- Free-text object descriptions

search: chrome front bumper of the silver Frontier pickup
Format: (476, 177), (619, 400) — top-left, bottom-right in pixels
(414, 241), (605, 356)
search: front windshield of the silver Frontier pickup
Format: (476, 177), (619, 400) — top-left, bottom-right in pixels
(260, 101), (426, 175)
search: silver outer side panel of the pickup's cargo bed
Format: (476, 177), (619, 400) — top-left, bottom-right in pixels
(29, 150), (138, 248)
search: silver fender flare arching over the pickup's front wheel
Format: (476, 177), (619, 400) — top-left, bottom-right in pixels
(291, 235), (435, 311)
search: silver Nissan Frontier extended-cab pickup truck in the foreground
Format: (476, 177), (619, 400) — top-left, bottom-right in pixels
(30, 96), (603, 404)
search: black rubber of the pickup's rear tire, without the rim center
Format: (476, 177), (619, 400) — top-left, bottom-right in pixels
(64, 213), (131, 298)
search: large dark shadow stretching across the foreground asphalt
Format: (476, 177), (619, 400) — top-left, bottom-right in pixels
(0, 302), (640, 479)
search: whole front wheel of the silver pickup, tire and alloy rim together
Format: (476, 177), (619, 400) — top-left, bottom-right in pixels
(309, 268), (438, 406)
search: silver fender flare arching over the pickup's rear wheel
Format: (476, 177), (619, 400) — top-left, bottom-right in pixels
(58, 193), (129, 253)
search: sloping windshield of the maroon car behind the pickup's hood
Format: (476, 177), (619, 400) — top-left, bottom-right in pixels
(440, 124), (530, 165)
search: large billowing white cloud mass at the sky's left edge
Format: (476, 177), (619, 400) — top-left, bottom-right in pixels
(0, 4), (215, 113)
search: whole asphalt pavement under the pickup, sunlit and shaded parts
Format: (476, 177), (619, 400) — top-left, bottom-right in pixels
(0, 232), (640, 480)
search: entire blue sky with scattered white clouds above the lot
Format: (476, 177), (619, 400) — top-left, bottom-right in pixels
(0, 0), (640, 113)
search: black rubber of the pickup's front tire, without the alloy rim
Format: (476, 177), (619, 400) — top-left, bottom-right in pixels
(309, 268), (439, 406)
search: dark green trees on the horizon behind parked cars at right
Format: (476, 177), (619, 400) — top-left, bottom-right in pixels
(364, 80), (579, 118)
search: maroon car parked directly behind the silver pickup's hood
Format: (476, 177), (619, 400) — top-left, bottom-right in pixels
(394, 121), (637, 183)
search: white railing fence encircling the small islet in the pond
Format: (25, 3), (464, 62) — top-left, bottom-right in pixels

- What the task asks
Only one stretch of the data is wanted: the lines from the one with "search: maroon car" through the last, repeated exactly.

- Completed exercise
search: maroon car parked directly behind the silver pickup's hood
Format: (476, 177), (619, 400) — top-left, bottom-right in pixels
(394, 121), (637, 183)
search: white railing fence encircling the small islet in the pond
Format: (25, 3), (464, 62) — top-left, bottom-right in pixels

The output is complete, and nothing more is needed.